§ **What this task involves**
Copy out every one of the items below word for word, but leave the pictures out.

§ **Dataset entries**
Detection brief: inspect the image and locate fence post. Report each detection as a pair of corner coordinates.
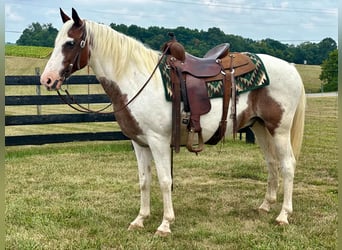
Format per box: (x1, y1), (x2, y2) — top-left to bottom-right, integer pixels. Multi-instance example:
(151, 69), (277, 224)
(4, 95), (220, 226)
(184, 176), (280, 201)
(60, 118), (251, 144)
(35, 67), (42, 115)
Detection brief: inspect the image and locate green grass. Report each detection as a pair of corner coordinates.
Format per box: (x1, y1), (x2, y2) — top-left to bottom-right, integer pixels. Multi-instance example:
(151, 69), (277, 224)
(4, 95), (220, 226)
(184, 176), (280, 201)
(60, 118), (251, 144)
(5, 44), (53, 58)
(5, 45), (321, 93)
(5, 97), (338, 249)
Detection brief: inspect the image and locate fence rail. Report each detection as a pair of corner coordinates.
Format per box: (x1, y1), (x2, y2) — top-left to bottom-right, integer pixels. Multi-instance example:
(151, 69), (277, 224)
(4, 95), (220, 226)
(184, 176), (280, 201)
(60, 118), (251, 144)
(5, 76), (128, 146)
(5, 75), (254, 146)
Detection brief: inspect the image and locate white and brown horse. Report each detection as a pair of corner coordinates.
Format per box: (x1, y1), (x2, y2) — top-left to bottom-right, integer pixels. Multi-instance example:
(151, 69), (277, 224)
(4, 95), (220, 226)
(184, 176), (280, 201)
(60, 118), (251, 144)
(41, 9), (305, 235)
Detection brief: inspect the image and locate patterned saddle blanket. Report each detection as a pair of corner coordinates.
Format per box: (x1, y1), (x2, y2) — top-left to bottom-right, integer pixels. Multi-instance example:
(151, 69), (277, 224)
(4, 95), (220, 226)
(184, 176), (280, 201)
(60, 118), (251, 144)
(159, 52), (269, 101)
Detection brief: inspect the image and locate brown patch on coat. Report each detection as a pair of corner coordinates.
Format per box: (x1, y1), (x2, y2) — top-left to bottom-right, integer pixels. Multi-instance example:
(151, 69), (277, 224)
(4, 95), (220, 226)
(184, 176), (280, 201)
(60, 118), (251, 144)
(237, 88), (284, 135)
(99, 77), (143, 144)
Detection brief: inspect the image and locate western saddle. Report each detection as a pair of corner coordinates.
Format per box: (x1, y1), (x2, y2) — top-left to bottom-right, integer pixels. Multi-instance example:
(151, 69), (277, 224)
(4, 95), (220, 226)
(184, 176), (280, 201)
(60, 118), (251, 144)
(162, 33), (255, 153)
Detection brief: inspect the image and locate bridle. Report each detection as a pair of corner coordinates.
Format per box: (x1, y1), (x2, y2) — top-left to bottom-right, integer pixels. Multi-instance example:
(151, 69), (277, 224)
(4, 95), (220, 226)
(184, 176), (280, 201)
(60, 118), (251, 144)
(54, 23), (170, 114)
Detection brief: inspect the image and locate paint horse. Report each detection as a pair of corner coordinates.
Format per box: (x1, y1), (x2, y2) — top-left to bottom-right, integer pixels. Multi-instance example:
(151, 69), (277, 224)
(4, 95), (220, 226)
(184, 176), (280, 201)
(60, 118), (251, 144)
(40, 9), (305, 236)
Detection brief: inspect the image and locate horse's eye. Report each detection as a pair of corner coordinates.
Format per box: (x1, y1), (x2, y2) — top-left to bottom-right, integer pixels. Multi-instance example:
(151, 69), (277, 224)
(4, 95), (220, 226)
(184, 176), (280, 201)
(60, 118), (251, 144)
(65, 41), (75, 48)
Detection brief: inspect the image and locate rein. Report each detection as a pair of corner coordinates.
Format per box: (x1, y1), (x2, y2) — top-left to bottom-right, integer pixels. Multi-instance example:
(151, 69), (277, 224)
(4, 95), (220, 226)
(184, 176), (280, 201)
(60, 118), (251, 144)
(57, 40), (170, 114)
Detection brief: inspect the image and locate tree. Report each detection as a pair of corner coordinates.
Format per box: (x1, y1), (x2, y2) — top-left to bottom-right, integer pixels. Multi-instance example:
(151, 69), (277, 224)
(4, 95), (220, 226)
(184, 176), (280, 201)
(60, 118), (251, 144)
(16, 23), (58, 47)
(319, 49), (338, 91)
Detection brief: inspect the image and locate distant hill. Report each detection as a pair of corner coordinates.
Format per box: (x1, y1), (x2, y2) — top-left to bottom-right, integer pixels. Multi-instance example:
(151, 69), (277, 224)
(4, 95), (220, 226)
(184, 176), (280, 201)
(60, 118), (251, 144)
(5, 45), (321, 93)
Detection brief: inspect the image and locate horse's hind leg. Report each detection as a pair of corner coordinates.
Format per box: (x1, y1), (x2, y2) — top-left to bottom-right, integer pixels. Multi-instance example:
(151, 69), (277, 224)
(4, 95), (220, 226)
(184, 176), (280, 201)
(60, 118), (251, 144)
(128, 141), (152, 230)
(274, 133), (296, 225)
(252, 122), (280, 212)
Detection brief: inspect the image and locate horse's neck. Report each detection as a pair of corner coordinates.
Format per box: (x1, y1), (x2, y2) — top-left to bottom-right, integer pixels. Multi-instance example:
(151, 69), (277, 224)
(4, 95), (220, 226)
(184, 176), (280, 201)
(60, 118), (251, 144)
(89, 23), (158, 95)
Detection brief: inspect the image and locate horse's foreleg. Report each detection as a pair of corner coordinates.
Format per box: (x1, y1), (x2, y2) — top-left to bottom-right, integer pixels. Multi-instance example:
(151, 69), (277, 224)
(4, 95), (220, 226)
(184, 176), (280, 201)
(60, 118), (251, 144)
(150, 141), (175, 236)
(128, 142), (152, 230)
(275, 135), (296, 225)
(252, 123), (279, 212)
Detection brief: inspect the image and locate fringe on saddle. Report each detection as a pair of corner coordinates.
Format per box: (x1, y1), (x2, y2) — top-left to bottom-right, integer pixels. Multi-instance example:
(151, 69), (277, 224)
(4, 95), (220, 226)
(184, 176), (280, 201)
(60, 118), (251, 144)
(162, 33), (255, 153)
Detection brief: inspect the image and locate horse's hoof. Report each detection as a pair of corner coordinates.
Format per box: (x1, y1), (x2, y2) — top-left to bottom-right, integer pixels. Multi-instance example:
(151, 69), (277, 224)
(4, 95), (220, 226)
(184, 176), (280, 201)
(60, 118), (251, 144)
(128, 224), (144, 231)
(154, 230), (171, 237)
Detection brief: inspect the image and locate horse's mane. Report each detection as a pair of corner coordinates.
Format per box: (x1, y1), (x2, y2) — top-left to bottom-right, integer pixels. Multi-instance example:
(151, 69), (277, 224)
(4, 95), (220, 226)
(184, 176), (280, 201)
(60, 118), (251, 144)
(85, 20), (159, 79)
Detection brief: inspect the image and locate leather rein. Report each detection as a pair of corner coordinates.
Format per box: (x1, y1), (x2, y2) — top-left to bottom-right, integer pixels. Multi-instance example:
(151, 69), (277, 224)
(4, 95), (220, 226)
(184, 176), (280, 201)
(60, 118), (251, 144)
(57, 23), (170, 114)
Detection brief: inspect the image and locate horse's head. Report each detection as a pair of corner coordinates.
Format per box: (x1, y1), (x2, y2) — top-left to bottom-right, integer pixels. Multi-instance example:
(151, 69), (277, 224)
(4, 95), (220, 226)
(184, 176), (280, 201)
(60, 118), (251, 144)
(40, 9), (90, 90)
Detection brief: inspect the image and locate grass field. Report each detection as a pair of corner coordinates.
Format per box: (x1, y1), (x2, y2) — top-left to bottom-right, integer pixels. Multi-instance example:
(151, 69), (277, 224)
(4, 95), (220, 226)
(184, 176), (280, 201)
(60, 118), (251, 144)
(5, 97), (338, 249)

§ **Finished task**
Detection brief: inspect the image and locate fence post. Report each detection as a pair of corner coordinates.
Format per box: (x1, y1), (x2, y2) — top-left to bottom-right, integer pixels. Multi-instance example:
(151, 69), (277, 224)
(4, 95), (220, 226)
(184, 176), (280, 201)
(60, 118), (251, 144)
(35, 67), (42, 115)
Detection brief: inspect the image and locate green grass. Report each detection as a pair of corner coordinates.
Format per box: (x1, y1), (x2, y2) — top-left to bottom-right, integer pixels. Multi-instance example:
(151, 69), (277, 224)
(4, 95), (220, 226)
(184, 176), (280, 201)
(60, 118), (251, 144)
(5, 44), (53, 58)
(5, 45), (321, 93)
(5, 97), (338, 249)
Detection brief: inspect the image and locate fence rail. Report each detection as a pair of corner coordinates.
Format per box: (x1, y1), (x2, y2) — top-left to bottom-right, integer pixels. Multi-instance example:
(151, 69), (277, 224)
(4, 95), (220, 226)
(184, 176), (280, 201)
(60, 118), (251, 144)
(5, 76), (128, 146)
(5, 75), (254, 146)
Detection brief: inspect the image and locate white and brown horse. Report each detection as a pair of corner coordinates.
Format per box: (x1, y1), (x2, y2) — top-left to bottom-right, integer pixels. Multi-instance example:
(151, 69), (277, 224)
(4, 95), (220, 226)
(184, 176), (280, 201)
(60, 118), (251, 144)
(41, 9), (305, 235)
Detection brief: inspect the image and locate patterned saddle blanket. Report each detection as a pair of corner coordinates.
Format per box: (x1, y1), (x2, y2) — top-left to bottom-right, integer pixels. Multi-instance example:
(151, 69), (277, 224)
(4, 95), (220, 226)
(184, 176), (280, 201)
(60, 118), (251, 144)
(159, 52), (269, 101)
Detection brief: inspect the image and locate brown patch on coat. Report each detection as a pair of corner coordinates.
Format per box: (x1, y1), (x2, y2) — top-left to bottom-right, integer pixels. Multi-instance example:
(151, 69), (277, 224)
(4, 95), (220, 226)
(184, 176), (280, 201)
(60, 118), (251, 144)
(237, 88), (284, 135)
(99, 77), (143, 144)
Detection brief: inspect the image and locate western saddle. Report each detection as a pair of corner coordinates.
Format per box: (x1, y1), (x2, y2) — top-left to bottom-right, integer pixels. Multi-instance example:
(151, 69), (277, 224)
(4, 95), (220, 226)
(184, 176), (280, 201)
(60, 118), (251, 144)
(162, 33), (255, 153)
Detection brief: inspect the image and locate bridle. Report each detection as a pair of corner coordinates.
Format per box: (x1, y1), (x2, y2) — top-left to bottom-right, integer pixels. Multi-instance example:
(151, 69), (277, 224)
(4, 95), (220, 226)
(184, 176), (280, 201)
(60, 118), (251, 144)
(54, 23), (170, 114)
Detection brief: inspect the image and locate paint horse. Report each detection as a pair of corner coordinates.
Format per box: (x1, y1), (x2, y2) — top-left to bottom-right, integer pixels. Multi-instance example:
(151, 69), (277, 224)
(4, 95), (220, 226)
(184, 176), (280, 201)
(60, 118), (251, 144)
(40, 9), (305, 236)
Detection brief: inspect the image and locate horse's eye. Report each detection as a pair of corner coordinates.
Format per box: (x1, y1), (x2, y2) — top-left to bottom-right, integer pixels. Multi-instance example:
(151, 69), (277, 224)
(4, 95), (220, 226)
(184, 176), (280, 201)
(60, 118), (251, 144)
(65, 41), (75, 48)
Detection brief: inspect the image and locate rein. Report each detection as a pair of corner coordinates.
Format per box: (x1, y1), (x2, y2) — top-left to bottom-right, integer pixels. Multi-instance example:
(151, 69), (277, 224)
(4, 95), (220, 226)
(184, 176), (280, 201)
(60, 118), (251, 144)
(57, 40), (170, 114)
Detection brief: inspect the image and locate tree. Report each detection as a pair of corner coordinates.
Format per box: (x1, y1), (x2, y2) — top-left to bottom-right, integer pixels. Multi-instance example:
(151, 69), (277, 224)
(4, 95), (220, 226)
(184, 176), (280, 201)
(60, 118), (251, 144)
(16, 23), (58, 47)
(319, 49), (338, 91)
Detection brief: inspect the image and locate distant hill. Report each detection as a pair of corner coordinates.
Format per box: (x1, y1), (x2, y2) — top-left to bottom-right, integer pixels. Multi-instance example:
(151, 69), (277, 224)
(4, 95), (220, 226)
(184, 176), (280, 201)
(60, 118), (251, 144)
(5, 45), (321, 93)
Detection brief: inspect the image and locate horse's hind leg. Report each detection as a pair of corner coordinates.
Format per box: (x1, y1), (x2, y2) — top-left to bottom-right, integer pixels. Multi-instance example:
(151, 69), (277, 224)
(4, 95), (220, 226)
(184, 176), (280, 201)
(60, 118), (251, 144)
(128, 141), (152, 230)
(274, 133), (296, 225)
(252, 122), (280, 212)
Detection brief: inspect the image and locate horse's neck. Report each detection as a pair of corner coordinates.
Format per box: (x1, y1), (x2, y2) — top-left to bottom-right, integer pixels. Multi-instance example:
(151, 69), (277, 224)
(4, 95), (220, 226)
(184, 176), (280, 201)
(60, 118), (251, 144)
(89, 23), (158, 95)
Detection brief: inspect the image and locate horse's foreleg. Report each detection as a pair of corner coordinates.
Format per box: (x1, y1), (x2, y2) — top-left to bottom-right, integer pixels. Multi-instance example:
(151, 69), (277, 224)
(4, 95), (220, 226)
(184, 176), (280, 201)
(60, 118), (251, 144)
(150, 141), (175, 236)
(128, 142), (152, 230)
(275, 135), (296, 225)
(252, 123), (279, 212)
Detection brief: inspect the image and locate fringe on saddle. Report each detection as a pair of corner coordinates.
Format per box: (x1, y1), (x2, y2) — top-left to bottom-right, integer pixels. Multi-instance example:
(151, 69), (277, 224)
(4, 95), (220, 226)
(184, 176), (280, 201)
(60, 118), (251, 144)
(162, 33), (255, 153)
Detection brief: inspect the image and locate horse's hoof. Report each detection as a pair of corner coordinates.
Format per box: (x1, y1), (x2, y2) — top-left to bottom-right, integer pixels. Multi-instance example:
(151, 69), (277, 224)
(4, 95), (220, 226)
(184, 176), (280, 201)
(60, 118), (251, 144)
(128, 224), (144, 231)
(154, 230), (171, 237)
Detection brief: inspect the image and locate horse's mane. Report each detection as a pair of corner coordinates.
Format per box: (x1, y1), (x2, y2) — top-left to bottom-right, integer pixels. Multi-instance example:
(151, 69), (277, 224)
(4, 95), (220, 226)
(184, 176), (280, 201)
(60, 118), (251, 144)
(85, 20), (159, 79)
Detection brief: inspect the image and locate leather rein. Report each detection as a pair of corner coordinates.
Format per box: (x1, y1), (x2, y2) — top-left to bottom-right, integer pixels. Multi-instance example:
(151, 69), (277, 224)
(4, 95), (220, 226)
(184, 176), (280, 201)
(60, 118), (251, 144)
(57, 23), (170, 114)
Detection brief: inspect the image and locate horse's head. Report each detection as a pair of corner coordinates.
Format per box: (x1, y1), (x2, y2) — top-left to bottom-right, integer pixels. Multi-instance example:
(151, 69), (277, 224)
(4, 95), (220, 226)
(184, 176), (280, 201)
(60, 118), (251, 144)
(40, 9), (90, 90)
Detection brief: inspect the image and locate grass field. Report each detection as a pair of corner coordinates.
Format per box: (x1, y1), (x2, y2) — top-left to bottom-right, integer pixels. Multi-instance example:
(151, 69), (277, 224)
(4, 95), (220, 226)
(184, 176), (280, 201)
(60, 118), (251, 144)
(5, 97), (338, 249)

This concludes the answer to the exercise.